## Directions for this task
Substitute "Answers" for every "Responses" in the rows below, and leave everything else unchanged.

## Records for processing

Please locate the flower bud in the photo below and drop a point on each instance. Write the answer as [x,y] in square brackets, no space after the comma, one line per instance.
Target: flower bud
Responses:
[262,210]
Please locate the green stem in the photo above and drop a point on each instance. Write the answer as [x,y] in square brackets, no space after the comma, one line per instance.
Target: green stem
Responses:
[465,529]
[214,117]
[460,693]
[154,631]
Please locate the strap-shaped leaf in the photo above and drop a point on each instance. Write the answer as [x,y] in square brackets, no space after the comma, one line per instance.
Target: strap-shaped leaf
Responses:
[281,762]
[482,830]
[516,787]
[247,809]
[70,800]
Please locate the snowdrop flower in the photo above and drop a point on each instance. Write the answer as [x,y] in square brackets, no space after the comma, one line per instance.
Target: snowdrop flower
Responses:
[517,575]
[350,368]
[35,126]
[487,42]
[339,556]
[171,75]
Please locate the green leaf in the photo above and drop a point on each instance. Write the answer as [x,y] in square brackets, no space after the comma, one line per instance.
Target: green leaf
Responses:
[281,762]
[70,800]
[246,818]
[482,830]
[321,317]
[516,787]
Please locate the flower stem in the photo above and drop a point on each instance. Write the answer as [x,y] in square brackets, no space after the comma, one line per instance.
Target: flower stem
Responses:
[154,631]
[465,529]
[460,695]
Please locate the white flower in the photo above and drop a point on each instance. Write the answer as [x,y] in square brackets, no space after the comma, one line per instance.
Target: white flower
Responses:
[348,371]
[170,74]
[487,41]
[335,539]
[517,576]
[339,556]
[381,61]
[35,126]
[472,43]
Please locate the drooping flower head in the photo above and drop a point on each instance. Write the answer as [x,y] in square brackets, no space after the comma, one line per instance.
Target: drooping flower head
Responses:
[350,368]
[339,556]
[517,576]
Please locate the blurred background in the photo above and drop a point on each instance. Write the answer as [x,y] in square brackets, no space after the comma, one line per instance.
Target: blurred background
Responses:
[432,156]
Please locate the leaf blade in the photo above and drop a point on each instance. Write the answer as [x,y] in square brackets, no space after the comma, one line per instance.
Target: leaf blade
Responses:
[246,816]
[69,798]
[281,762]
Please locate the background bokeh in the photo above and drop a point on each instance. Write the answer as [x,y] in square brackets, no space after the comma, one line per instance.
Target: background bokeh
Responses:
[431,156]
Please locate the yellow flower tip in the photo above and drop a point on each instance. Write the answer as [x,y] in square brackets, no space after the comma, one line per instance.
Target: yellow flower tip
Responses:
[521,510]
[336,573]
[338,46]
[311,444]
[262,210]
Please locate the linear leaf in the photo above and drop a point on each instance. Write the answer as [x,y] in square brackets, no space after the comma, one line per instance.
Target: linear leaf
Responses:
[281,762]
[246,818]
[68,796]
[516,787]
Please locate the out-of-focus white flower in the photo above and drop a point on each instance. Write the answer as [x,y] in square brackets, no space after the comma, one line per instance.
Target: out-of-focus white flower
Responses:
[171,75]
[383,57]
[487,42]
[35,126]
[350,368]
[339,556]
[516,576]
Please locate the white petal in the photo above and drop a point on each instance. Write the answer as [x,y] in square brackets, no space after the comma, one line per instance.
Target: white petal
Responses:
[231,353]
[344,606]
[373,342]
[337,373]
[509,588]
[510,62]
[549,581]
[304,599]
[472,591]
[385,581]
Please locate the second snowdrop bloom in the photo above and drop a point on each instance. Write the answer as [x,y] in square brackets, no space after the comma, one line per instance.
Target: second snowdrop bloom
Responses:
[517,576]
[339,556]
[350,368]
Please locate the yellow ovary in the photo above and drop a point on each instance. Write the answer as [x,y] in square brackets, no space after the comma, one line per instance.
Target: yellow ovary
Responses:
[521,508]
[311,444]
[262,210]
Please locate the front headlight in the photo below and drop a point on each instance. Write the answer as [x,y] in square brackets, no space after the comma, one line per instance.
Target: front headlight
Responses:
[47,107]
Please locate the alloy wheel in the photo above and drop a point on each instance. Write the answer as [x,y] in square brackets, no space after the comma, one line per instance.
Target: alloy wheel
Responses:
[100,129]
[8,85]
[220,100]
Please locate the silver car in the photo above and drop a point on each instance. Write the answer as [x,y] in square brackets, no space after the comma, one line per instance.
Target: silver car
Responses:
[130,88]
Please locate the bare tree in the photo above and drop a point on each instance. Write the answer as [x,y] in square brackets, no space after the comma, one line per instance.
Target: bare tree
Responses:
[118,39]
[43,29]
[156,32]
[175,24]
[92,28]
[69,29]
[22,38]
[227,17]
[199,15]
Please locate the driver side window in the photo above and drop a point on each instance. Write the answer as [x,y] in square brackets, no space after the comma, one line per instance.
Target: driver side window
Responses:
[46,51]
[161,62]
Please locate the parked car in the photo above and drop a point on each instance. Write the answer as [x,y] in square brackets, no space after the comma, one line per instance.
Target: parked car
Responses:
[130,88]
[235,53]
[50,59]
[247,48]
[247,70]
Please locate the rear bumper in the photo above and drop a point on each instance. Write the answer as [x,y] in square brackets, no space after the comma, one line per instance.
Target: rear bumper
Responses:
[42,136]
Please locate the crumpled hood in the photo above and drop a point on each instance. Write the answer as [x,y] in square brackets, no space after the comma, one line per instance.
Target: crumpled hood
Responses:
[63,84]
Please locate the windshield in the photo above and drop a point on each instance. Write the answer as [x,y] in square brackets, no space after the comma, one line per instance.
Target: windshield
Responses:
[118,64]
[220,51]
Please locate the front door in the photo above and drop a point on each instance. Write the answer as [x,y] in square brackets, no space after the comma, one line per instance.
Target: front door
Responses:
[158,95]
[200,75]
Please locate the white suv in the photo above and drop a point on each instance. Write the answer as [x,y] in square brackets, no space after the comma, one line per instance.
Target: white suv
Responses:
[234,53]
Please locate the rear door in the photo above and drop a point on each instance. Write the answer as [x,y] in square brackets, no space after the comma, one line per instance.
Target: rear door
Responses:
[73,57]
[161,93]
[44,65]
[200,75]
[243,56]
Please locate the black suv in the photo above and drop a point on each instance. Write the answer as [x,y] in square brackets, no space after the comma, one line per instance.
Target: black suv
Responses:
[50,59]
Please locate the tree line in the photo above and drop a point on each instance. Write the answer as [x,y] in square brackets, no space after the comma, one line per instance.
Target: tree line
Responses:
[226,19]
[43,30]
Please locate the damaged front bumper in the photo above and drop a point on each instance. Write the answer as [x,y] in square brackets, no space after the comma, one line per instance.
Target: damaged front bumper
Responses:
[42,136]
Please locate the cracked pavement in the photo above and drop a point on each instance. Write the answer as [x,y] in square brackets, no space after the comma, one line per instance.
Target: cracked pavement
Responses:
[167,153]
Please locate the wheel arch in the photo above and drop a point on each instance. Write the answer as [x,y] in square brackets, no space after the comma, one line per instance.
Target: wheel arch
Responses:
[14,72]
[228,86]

## Written solution
Please locate the flower bud in the photo below and drop a point on each instance. Write the answer as [x,y] in square brackets, no space after the comma, one line per instance.
Target: flower bud
Answers:
[262,210]
Please locate the green stem in the photo above and drop a point on each instance. Write the answer as [x,y] in square brackets, no space after the comma, one line per instance.
Target: green stem
Answers:
[465,529]
[214,117]
[460,693]
[154,631]
Please locate the strap-shaped leaf in the photo above and drop a point on each instance. Write the answer as [x,y] in square brackets, no space after the comma, one line per instance.
Target: strap-shaped leaf
Answers:
[281,762]
[482,830]
[516,787]
[247,809]
[70,800]
Please locate the snowdrop flower in the photo above and drop a point on each instance. Write the answer as [x,y] in square brackets, no space after the comma, one line per instance.
Target: snowdrop flower
Answers:
[517,575]
[350,368]
[35,126]
[487,42]
[339,556]
[171,75]
Please locate the green leaf in the photo above and drop a point on each instance. Write the answer as [x,y] in square brackets, no space after the comma, one line per instance.
Target: green leaf
Answers:
[281,762]
[70,800]
[246,818]
[482,830]
[321,317]
[516,787]
Please locate the flower stem in the photo above and drop a point on each instance. Write the answer as [x,y] in square brackets, no space after the comma, one line per instance.
Target: flower stem
Answers:
[154,631]
[465,529]
[460,695]
Please locate the white flower in the photo above and drop a point on each instance. Write the answer as [x,y] in square brackets, no space after the comma, one line per instance.
Target: white flower
Answers:
[348,371]
[170,74]
[487,41]
[335,539]
[517,576]
[339,556]
[381,61]
[35,126]
[472,43]
Please locate the drooping flower head in the photo above and drop a point on each instance. Write the answer as [x,y] in square brackets, no space after the comma, one line per instance.
Target: drooping flower head
Answers:
[350,368]
[339,556]
[517,576]
Please locate the blurred background in the photo above and drop a point on each instance. Write the answer as [x,y] in square brackets, no space after the comma, one line per instance.
Target: blurred background
Answers:
[432,156]
Please locate the leaf blade in the photo above and drop a point on each instance. Write the answer as [x,y] in square brackets, no space after the comma, one line per instance.
Target: leaf blade
Answers:
[246,816]
[69,798]
[281,762]
Please locate the background bokeh in the photo above and drop a point on each instance. Write the answer as [x,y] in square brackets, no space after the comma, one line per instance.
Target: background bokeh
Answers:
[431,156]
Please locate the yellow flower tip in the photo above and drop a point on each instance. Write the answer as [x,y] in square brackets, no space after the comma, one line per instance.
Target: yellow flower tip
Answers:
[521,510]
[336,573]
[338,46]
[311,444]
[262,210]
Please locate the linear leaf in the photo above and drop a point on each instance. Write the answer as [x,y] in square brackets, no space after the comma, one line per instance.
Target: linear leaf
Answers:
[281,762]
[246,818]
[68,796]
[516,787]
Please locate the out-of-focus white flower in the photo above and drop a point on each instance. Write the answer as [x,y] in square brackets, no space after the comma, one line per instance.
Target: out-of-focus white flower
Answers:
[171,75]
[383,57]
[487,42]
[35,126]
[350,368]
[339,556]
[516,576]
Please locate the white petal in the photo above and drop a point on each instance. Write the answer as [x,y] in square brackets, no space after the comma, one line per instance.
Target: white petal
Answers:
[231,353]
[344,606]
[373,342]
[337,373]
[509,588]
[510,62]
[549,581]
[304,599]
[472,591]
[385,581]
Please locate the second snowdrop bloom in the photo above and drop a point on each instance. Write the answer as [x,y] in square brackets, no space after the comma, one line per instance.
Target: second snowdrop bloom
Answers:
[517,576]
[339,556]
[350,368]
Please locate the yellow ovary in the photo above and drop a point on each instance. Write the answer as [x,y] in square brackets, no space after the comma, one line per instance.
Target: yellow ovary
Answers:
[521,508]
[311,444]
[262,210]
Please locate the front headlight in the photo below and drop a point on each instance. Write the answer as [x,y] in square brackets, no space after the comma, one line per instance.
Target: front headlight
Answers:
[47,107]
Please locate the alloy wheel in the photo above and drop a point on each instance. Write the answer as [x,y] in square brackets, no space after the comma, one line per instance.
Target: alloy wheel
Answers:
[100,129]
[8,85]
[220,100]
Please locate the silver car in the photo above and drop a point on each instance. Write the answer as [x,y] in square brackets, no space after the comma, one line per instance.
Target: silver car
Answers:
[130,88]
Please locate the bare tree in the photo above and drop a point on each instance. Write the answer as [x,y] in square brackets, no space after the comma, one line per instance.
Target: bare tree
Answers:
[118,39]
[43,29]
[156,32]
[175,24]
[92,28]
[69,29]
[22,38]
[227,17]
[199,15]
Please locate the driver side window in the photo above and drop a point on each instance. Write the answer as [x,y] in square brackets, no space after the comma, one line per instance.
Target: driver side window
Answers:
[46,51]
[161,62]
Please locate the parked car in the photo above and drop a point on each instance. Write the answer as [x,y] in square brackets, no space after the comma, one line per instance.
Target: parked car
Answers:
[130,88]
[235,53]
[50,59]
[247,48]
[247,70]
Please locate the rear bumper in the photo above and drop a point on each instance. Write the answer as [x,y] in square brackets, no space after the comma, one line per instance.
Target: rear bumper
Answers:
[42,136]
Please locate the crumpled hood in the photo above and drop a point on each instance. Write the answer as [x,y] in square brackets, no space after the comma, one line per instance.
Target: crumpled hood
Answers:
[63,84]
Please locate the windshield in the photo above and drop a point on each instance. Write the answer as [x,y] in square brackets, no space after the comma, one line per instance.
Target: windshield
Answers:
[118,64]
[220,51]
Please locate the front door in the photo above and drop a point on each instance. Write the answer as [x,y] in square brackets, no space after the comma, one line per instance.
Target: front door
Answers:
[158,95]
[200,75]
Please locate the white suv in the photo above and drop a point on each instance. Write the answer as [x,y] in square brackets, no space after the comma, one line per instance.
Target: white suv
Answers:
[234,53]
Please locate the rear door in the photo above and drop a point on each instance. Write the answer as [x,y] in square brackets, no space after the comma, one line per instance.
Target: rear door
Answers:
[73,57]
[161,93]
[44,65]
[200,75]
[243,56]
Please locate the black suv in the photo above and drop a point on each instance. Write the answer as [x,y] in square brackets, no space after the comma, one line per instance.
Target: black suv
Answers:
[50,59]
Please locate the tree line in the photo above and drop a point on each instance. Write the answer as [x,y] in square brackets, no space after the comma, one line per instance.
Target: tree line
Answers:
[226,19]
[43,30]
Please locate the damaged front bumper in the photo above and drop a point on each instance. Write the answer as [x,y] in square brackets, no space after the comma, one line per instance.
Target: damaged front bumper
Answers:
[42,136]
Please locate the cracked pavement in the photo above and drop a point on each instance. Write the answer as [x,y] in square brackets, no space after the comma, one line per instance.
Target: cracked pavement
Answers:
[167,153]
Please locate the wheel arch in the photo above and drop a point on each instance. Write the answer as [x,y] in square brackets, no space after the comma, one line per instance.
Target: wheel arch
Answers:
[14,72]
[228,86]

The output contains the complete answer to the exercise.